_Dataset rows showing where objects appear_
━━━━━━━━━━━━━━━━━━━━━━━━━━━━━━

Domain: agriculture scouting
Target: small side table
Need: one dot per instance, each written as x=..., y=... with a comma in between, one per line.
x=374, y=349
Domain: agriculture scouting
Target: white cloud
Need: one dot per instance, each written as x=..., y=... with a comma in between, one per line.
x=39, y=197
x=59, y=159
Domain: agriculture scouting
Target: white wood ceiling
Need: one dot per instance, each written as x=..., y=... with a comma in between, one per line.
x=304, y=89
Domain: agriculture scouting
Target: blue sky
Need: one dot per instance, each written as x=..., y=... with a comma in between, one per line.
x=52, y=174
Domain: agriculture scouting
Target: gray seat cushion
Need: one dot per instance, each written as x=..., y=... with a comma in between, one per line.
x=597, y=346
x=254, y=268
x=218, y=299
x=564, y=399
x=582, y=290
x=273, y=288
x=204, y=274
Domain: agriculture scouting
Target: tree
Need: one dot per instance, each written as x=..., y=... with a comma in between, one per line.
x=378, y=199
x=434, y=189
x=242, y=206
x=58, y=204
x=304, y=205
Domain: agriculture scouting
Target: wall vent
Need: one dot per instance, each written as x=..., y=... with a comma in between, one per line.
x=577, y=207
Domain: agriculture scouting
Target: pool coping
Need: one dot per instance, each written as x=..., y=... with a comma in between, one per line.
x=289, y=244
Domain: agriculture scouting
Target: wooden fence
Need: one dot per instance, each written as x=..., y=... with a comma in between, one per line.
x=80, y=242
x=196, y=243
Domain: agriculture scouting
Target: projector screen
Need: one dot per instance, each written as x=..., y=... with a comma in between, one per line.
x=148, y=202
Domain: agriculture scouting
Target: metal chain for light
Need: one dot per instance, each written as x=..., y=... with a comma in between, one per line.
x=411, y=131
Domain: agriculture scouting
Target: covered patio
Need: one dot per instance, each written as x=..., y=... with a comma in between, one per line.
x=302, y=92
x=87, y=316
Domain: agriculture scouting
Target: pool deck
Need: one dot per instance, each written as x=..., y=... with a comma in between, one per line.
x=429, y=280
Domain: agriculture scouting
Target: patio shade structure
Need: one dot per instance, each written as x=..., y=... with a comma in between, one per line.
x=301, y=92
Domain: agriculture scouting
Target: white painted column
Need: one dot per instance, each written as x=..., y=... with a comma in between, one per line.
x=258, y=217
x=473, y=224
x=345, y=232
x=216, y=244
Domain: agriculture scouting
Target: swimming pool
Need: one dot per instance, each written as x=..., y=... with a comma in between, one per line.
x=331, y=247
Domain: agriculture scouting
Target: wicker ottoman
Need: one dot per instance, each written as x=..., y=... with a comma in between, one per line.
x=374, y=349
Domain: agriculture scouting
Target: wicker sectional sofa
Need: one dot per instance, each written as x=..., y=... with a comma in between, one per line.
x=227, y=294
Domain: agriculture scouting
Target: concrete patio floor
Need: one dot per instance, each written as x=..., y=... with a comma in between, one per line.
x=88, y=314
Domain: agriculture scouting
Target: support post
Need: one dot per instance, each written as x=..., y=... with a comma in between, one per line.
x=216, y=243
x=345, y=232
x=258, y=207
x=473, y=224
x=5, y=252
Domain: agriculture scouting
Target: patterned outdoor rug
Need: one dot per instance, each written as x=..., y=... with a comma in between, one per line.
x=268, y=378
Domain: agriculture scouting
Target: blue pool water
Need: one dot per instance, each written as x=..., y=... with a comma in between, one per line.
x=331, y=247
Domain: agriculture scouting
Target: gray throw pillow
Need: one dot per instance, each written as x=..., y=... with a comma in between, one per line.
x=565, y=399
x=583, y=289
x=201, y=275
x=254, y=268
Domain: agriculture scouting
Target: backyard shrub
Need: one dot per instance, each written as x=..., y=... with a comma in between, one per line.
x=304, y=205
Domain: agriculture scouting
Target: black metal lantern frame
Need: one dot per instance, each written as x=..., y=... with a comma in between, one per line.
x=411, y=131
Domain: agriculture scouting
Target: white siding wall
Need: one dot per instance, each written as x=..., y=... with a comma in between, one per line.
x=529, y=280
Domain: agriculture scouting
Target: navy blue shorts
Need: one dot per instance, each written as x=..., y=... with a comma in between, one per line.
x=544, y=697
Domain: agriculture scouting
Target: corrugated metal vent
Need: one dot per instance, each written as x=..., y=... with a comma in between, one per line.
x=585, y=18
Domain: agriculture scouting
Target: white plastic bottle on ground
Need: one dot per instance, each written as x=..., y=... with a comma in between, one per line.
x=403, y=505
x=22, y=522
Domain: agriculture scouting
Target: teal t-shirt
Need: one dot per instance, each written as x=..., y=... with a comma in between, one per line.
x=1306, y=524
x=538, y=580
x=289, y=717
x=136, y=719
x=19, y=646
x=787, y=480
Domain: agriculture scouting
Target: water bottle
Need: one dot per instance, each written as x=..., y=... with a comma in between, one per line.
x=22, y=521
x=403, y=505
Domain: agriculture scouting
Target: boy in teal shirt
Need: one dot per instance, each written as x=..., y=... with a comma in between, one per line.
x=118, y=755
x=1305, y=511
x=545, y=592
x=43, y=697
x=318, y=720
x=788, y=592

━━━━━━━━━━━━━━━━━━━━━━━━━━━━━━

_WRITTEN PROBLEM_
Please set out all of the records above as a numbered list, leaving out any blank lines.

_RESULT BELOW_
1. Domain: agriculture scouting
2. Target: small side table
3. Need: one dot per instance, each written as x=..., y=... with a comma in between, one per line.
4. x=374, y=349
5. Domain: agriculture scouting
6. Target: white cloud
7. Need: one dot per instance, each written as x=..., y=... with a comma in between, one per line.
8. x=39, y=197
9. x=59, y=159
10. Domain: agriculture scouting
11. Target: white wood ceiling
12. Need: one dot per instance, each written as x=..., y=... with a comma in between, one per line.
13. x=304, y=89
14. Domain: agriculture scouting
15. Target: blue sky
16. Need: one dot per instance, each written as x=..., y=... with a comma in between, one per line.
17. x=52, y=174
18. Domain: agriculture scouting
19. Target: gray seat cushion
20. Need: one dot per instance, each written as x=..., y=... with a comma in between, one per line.
21. x=597, y=346
22. x=254, y=268
23. x=218, y=299
24. x=564, y=399
25. x=582, y=290
26. x=273, y=288
27. x=204, y=274
28. Domain: agriculture scouting
29. Target: tree
30. Need: one dot per instance, each written as x=..., y=... with a comma in between, one per line.
31. x=378, y=199
32. x=434, y=189
33. x=242, y=206
34. x=58, y=204
35. x=304, y=205
36. Domain: agriculture scouting
37. Target: wall vent
38. Need: one dot per instance, each written as x=..., y=... with a comma in between, one per line.
39. x=577, y=207
40. Domain: agriculture scouting
41. Target: pool coping
42. Need: one dot per instance, each written as x=..., y=... with a comma in between, one per line.
43. x=289, y=244
44. Domain: agriculture scouting
45. Target: wooden fence
46. Need: one dot per instance, each written as x=..., y=... with a comma in between, one per line.
47. x=80, y=242
48. x=196, y=243
49. Domain: agriculture scouting
50. Target: projector screen
51. Need: one dot per instance, each written as x=..., y=... with a comma in between, one per line.
52. x=148, y=202
53. Domain: agriculture scouting
54. Target: metal chain for light
55. Need: one dot per instance, each written as x=..., y=... with a comma in between, one per line.
56. x=411, y=131
57. Domain: agriculture scouting
58. Target: covered patio
59. Need: one dot per instance, each written as x=..., y=... with a comma in between, one per line.
60. x=302, y=92
61. x=87, y=316
62. Domain: agriculture scouting
63. Target: pool deck
64. Need: one dot per instance, each written as x=..., y=... with a comma in between, one per line.
65. x=429, y=280
66. Domain: agriculture scouting
67. Target: patio shade structure
68. Need: one dot per instance, each written as x=..., y=... with a comma in between, one per line.
69. x=301, y=92
70. Domain: agriculture scouting
71. Target: white painted column
72. Need: one dot per instance, each written as x=..., y=... with a comma in between, one per line.
73. x=258, y=217
74. x=473, y=224
75. x=345, y=232
76. x=216, y=244
77. Domain: agriculture scouting
78. Target: swimming pool
79. Need: one dot per instance, each written as x=..., y=... with a comma in between, one per line.
80. x=331, y=247
81. Domain: agriculture scouting
82. Target: wicker ottoman
83. Need: one dot per instance, each written as x=..., y=... with a comma in between, one per line.
84. x=374, y=349
85. Domain: agriculture scouting
86. Target: wicker sectional sofa
87. Need: one dot per instance, each written as x=..., y=... with a comma in between, one per line.
88. x=227, y=294
89. Domain: agriculture scouting
90. Target: concrete patio floor
91. Need: one dot per instance, each written as x=..., y=... with a comma in between, one per line.
92. x=88, y=314
93. Domain: agriculture scouting
94. Target: support post
95. Need: one dot per instance, each written as x=..., y=... with a comma in between, one per line.
96. x=216, y=243
97. x=345, y=232
98. x=258, y=207
99. x=473, y=224
100. x=5, y=252
101. Domain: agriculture scouting
102. Target: patterned outdoor rug
103. Need: one dot per instance, each written as x=..., y=... with a comma in between, one per line.
104. x=268, y=378
105. Domain: agriculture scouting
106. Target: blue pool water
107. Need: one dot per instance, each written as x=..., y=... with a comma in between, one per line.
108. x=331, y=247
109. Domain: agriculture scouting
110. Target: gray throw pillow
111. Need: one dot per instance, each written as x=..., y=... with a comma in between, one per line.
112. x=565, y=399
113. x=583, y=289
114. x=201, y=275
115. x=254, y=268
116. Domain: agriculture scouting
117. Target: backyard shrub
118. Need: one dot per instance, each written as x=..., y=... with a comma in between, one per line.
119. x=304, y=205
120. Domain: agriculture scouting
121. Target: black metal lantern frame
122. Need: one dot per instance, each written as x=..., y=... with a comma in between, one per line.
123. x=411, y=131
124. Domain: agriculture scouting
125. Target: white siding wall
126. Need: one dot per instance, each written as x=..., y=... with a comma in between, one per line.
127. x=529, y=280
128. Domain: agriculture scouting
129. Target: navy blue shorts
130. Need: one dot per instance, each written as x=..., y=... with a comma in between, one per line.
131. x=544, y=697
132. Domain: agriculture scouting
133. Target: corrugated metal vent
134. Need: one dot per instance, each written as x=..., y=... with a comma in between, one per line.
135. x=585, y=18
136. Domain: agriculture scouting
137. Target: white plastic bottle on ground
138. Need: one dot per instance, each written as x=..., y=... with a comma in between, one per line.
139. x=403, y=505
140. x=22, y=522
141. Domain: agriculture scouting
142. Target: teal t-shirt
143. Need: one dot per instance, each written as x=..., y=... with a comma in between, one per line.
144. x=1306, y=524
145. x=538, y=580
146. x=289, y=717
147. x=136, y=719
148. x=19, y=646
149. x=787, y=480
150. Domain: agriculture scouting
151. Target: water bottle
152. Need: one dot per instance, each written as x=..., y=... with a comma in between, one per line.
153. x=22, y=521
154. x=403, y=505
155. Domain: agriculture scouting
156. Target: boy in teal shirt
157. Need: one dot per instance, each written as x=..., y=... with a comma in between, one per line.
158. x=118, y=755
159. x=1305, y=511
160. x=545, y=592
161. x=43, y=697
162. x=318, y=720
163. x=788, y=592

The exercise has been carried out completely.